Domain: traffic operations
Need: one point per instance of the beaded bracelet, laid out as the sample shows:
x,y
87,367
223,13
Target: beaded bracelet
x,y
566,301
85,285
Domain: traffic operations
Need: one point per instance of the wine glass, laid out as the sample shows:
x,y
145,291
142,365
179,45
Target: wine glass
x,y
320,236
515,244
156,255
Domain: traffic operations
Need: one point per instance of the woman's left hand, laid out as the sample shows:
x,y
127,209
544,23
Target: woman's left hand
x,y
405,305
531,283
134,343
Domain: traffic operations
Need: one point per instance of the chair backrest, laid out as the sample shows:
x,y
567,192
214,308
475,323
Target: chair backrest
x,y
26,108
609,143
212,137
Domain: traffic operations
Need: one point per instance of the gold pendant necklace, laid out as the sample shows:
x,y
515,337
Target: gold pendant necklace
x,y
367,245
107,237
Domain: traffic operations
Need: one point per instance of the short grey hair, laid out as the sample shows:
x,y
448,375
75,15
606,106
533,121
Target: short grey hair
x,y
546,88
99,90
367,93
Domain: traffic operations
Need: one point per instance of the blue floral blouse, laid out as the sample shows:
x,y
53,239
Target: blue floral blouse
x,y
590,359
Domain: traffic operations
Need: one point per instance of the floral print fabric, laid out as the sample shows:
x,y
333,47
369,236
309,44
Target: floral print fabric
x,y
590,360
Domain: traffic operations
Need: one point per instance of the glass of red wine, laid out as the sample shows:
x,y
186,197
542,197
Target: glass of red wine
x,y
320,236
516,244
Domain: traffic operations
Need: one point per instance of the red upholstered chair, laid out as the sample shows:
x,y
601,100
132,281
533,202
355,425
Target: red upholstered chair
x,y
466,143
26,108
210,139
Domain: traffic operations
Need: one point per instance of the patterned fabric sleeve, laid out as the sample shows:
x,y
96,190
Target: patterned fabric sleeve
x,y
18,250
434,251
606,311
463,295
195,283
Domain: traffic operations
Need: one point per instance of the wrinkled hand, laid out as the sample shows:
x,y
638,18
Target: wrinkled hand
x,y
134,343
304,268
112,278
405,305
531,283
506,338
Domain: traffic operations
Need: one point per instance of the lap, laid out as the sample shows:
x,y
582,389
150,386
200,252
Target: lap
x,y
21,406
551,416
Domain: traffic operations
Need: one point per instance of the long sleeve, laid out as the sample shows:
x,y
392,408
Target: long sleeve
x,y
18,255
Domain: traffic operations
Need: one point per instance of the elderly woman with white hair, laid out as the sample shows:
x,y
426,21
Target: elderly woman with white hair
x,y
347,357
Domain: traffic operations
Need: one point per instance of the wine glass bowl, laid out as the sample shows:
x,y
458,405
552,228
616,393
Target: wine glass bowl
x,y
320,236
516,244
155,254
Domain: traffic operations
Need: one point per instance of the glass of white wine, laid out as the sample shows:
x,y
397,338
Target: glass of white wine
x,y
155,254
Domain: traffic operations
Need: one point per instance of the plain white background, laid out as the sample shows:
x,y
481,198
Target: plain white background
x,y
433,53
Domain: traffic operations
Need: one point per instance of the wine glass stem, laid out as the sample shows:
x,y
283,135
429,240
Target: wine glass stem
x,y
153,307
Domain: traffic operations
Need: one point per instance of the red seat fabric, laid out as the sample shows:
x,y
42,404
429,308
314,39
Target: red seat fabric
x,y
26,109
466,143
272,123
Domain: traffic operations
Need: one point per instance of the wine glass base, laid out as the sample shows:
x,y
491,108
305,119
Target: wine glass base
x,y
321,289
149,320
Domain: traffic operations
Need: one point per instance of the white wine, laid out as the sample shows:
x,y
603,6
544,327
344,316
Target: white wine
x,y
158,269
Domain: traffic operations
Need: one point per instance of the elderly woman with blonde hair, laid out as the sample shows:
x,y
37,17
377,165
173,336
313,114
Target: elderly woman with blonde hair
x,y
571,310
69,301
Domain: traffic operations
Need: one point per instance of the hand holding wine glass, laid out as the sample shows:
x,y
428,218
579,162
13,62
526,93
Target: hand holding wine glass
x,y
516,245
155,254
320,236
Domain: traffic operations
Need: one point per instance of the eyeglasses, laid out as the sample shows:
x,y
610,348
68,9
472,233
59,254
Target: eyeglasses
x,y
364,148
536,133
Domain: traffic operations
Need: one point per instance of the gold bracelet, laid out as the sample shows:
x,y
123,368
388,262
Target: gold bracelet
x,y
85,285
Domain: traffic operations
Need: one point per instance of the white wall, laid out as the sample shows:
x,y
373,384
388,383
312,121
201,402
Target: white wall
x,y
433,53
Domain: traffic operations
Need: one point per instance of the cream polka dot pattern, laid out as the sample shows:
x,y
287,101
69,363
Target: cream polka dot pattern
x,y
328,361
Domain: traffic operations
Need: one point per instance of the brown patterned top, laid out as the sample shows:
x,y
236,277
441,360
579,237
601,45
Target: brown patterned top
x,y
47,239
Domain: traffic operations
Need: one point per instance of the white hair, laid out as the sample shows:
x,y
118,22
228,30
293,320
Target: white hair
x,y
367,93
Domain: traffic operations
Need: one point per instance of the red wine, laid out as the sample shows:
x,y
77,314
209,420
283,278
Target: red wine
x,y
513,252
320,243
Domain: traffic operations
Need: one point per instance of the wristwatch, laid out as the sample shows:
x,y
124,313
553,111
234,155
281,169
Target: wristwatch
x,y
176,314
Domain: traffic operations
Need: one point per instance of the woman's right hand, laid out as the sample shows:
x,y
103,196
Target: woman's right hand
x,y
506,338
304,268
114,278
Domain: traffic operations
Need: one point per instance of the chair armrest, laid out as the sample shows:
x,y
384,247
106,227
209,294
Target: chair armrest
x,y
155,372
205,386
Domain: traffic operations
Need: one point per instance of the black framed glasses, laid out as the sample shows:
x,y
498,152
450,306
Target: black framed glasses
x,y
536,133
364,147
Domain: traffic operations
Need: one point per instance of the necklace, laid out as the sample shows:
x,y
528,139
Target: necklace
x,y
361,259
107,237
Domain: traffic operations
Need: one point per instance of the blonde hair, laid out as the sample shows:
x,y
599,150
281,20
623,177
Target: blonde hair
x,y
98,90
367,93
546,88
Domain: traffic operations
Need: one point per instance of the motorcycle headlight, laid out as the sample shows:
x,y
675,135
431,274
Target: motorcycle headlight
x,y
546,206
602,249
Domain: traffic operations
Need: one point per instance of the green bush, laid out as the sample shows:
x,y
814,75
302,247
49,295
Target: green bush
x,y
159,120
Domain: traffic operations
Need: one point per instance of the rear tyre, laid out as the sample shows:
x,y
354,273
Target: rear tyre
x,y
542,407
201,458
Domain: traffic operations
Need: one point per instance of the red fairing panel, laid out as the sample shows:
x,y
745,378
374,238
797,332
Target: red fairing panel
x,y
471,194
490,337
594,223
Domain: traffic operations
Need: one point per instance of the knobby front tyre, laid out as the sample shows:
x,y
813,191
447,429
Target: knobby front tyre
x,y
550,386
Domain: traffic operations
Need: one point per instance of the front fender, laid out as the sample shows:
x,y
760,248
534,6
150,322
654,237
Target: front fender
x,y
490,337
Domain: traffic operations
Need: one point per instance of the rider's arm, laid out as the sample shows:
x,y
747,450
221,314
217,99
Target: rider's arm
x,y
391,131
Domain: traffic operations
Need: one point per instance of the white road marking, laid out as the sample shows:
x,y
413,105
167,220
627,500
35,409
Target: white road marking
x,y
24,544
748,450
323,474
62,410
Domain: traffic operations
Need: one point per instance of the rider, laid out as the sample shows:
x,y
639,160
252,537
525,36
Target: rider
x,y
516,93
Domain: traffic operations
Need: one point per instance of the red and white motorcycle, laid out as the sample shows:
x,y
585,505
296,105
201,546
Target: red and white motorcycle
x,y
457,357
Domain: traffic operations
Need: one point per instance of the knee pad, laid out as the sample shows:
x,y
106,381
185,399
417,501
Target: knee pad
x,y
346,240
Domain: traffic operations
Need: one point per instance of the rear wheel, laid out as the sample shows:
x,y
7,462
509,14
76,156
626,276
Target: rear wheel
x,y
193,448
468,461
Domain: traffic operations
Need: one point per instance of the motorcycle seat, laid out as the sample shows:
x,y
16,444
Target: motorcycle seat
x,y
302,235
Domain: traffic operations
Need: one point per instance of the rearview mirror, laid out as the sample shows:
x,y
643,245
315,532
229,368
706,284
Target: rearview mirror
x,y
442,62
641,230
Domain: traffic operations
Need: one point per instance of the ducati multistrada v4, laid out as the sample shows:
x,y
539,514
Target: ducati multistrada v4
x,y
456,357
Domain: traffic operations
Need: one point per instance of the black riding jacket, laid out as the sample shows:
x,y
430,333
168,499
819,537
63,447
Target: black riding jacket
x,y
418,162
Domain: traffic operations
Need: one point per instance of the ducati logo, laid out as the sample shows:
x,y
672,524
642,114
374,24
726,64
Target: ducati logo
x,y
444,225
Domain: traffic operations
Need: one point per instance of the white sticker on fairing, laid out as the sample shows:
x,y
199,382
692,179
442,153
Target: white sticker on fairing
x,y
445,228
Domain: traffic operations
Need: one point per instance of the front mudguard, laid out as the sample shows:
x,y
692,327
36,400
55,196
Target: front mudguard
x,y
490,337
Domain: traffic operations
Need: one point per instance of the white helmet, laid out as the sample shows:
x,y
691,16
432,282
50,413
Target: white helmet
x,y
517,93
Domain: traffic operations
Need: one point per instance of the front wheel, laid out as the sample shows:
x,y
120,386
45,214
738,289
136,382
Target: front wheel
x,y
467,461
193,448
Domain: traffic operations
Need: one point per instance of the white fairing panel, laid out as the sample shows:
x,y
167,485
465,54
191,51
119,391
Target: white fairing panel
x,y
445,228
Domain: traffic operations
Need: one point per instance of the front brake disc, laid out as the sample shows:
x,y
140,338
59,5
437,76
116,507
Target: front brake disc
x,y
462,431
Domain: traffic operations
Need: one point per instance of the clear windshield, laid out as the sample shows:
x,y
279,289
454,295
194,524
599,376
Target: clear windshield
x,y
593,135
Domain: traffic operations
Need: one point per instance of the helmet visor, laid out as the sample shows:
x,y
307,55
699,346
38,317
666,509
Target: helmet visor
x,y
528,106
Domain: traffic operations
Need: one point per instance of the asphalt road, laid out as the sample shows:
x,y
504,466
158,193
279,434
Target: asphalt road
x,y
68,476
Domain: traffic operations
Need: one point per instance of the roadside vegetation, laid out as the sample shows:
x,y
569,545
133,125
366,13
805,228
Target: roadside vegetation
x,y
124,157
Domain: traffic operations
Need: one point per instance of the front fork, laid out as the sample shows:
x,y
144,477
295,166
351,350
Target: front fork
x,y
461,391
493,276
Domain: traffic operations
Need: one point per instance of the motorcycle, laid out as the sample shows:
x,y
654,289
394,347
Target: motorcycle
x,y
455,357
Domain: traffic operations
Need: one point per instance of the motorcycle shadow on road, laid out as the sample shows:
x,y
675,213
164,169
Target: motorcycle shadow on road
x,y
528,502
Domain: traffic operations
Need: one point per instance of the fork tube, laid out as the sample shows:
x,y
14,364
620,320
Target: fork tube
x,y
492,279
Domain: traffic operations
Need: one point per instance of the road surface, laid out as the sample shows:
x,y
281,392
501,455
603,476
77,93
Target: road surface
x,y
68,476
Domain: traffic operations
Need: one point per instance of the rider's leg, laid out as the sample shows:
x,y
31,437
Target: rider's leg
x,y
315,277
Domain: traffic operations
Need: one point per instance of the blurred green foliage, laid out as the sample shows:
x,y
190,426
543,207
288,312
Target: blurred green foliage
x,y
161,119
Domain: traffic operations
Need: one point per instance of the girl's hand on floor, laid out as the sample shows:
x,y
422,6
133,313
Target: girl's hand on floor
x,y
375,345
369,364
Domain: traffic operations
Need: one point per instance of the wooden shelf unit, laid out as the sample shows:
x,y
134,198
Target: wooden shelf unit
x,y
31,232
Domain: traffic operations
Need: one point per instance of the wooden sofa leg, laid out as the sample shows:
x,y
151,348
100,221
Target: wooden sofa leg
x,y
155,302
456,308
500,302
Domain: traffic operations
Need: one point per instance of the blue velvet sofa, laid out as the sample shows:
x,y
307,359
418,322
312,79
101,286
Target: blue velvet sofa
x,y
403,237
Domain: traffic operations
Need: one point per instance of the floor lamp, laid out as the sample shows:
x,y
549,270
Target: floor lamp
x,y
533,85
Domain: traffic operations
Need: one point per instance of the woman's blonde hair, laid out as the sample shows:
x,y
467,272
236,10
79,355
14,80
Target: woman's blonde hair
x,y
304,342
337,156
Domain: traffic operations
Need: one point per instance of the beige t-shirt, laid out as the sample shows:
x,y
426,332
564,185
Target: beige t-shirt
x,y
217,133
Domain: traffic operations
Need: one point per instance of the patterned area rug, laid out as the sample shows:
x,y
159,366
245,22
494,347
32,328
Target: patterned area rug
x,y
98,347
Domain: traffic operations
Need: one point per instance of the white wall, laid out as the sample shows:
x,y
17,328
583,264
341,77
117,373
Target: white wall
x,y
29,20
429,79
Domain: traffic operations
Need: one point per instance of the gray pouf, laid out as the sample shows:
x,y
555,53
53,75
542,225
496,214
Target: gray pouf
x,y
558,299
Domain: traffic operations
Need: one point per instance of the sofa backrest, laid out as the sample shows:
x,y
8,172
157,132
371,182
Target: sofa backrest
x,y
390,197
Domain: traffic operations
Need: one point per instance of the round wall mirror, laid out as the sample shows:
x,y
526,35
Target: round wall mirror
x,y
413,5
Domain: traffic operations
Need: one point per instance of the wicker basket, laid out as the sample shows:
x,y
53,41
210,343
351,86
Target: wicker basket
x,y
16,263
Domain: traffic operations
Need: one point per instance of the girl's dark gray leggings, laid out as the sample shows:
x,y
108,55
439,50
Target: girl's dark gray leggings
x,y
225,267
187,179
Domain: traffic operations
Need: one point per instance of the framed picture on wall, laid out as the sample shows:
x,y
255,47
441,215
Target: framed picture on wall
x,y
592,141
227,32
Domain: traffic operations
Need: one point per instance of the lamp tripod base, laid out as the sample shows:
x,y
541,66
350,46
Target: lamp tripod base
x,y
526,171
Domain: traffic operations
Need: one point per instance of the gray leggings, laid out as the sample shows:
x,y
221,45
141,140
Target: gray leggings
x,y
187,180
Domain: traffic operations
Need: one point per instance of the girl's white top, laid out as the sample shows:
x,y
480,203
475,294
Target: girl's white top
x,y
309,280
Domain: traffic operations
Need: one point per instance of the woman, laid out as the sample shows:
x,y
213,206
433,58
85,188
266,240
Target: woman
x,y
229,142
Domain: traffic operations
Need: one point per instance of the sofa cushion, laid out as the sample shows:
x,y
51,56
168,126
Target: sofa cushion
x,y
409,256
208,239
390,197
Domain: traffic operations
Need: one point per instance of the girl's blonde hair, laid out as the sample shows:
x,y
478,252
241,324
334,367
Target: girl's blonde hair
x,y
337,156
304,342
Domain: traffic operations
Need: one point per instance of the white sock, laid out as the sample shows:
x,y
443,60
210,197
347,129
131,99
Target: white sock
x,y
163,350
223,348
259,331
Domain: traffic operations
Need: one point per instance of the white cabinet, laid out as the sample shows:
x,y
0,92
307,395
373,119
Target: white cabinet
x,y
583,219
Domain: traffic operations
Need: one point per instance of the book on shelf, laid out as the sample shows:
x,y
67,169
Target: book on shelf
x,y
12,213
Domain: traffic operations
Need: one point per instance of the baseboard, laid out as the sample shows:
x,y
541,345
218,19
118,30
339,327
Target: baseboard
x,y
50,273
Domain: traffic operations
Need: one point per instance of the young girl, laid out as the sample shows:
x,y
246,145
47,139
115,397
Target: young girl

********

- What you have to do
How many lines in the rows above contain the word "polka"? Case counts. Reply with the number alone.

- Answer to the problem
2